■ Excerpted data ■
________________________

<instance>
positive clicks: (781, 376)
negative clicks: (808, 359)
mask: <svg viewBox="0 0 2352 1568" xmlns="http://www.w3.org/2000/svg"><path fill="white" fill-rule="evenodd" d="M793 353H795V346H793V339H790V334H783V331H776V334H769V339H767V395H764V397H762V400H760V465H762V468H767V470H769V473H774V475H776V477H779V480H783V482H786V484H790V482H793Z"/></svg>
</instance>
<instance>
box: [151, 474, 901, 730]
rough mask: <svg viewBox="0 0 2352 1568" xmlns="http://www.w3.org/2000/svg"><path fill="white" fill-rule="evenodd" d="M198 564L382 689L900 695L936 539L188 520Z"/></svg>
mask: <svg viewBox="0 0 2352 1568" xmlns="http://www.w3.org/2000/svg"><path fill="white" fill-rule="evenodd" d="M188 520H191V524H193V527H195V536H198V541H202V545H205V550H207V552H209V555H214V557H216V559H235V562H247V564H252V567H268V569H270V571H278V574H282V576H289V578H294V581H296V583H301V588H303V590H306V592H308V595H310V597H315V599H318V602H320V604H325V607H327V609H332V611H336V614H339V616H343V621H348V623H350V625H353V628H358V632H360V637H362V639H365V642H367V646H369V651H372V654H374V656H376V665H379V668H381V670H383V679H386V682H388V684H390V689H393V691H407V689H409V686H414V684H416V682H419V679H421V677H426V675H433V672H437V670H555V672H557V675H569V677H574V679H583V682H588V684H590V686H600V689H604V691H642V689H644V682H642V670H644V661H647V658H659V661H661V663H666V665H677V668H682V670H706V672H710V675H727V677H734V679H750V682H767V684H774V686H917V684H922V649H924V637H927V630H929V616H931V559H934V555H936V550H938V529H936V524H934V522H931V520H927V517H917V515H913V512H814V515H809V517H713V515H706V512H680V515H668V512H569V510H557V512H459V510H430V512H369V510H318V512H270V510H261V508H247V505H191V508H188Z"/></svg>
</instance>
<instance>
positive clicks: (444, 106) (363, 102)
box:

________________________

■ The task ■
Locate the word "positive" in the records above, and return each line that has it.

■ Solved exercise ■
positive clicks: (781, 376)
positive clicks: (444, 106) (363, 102)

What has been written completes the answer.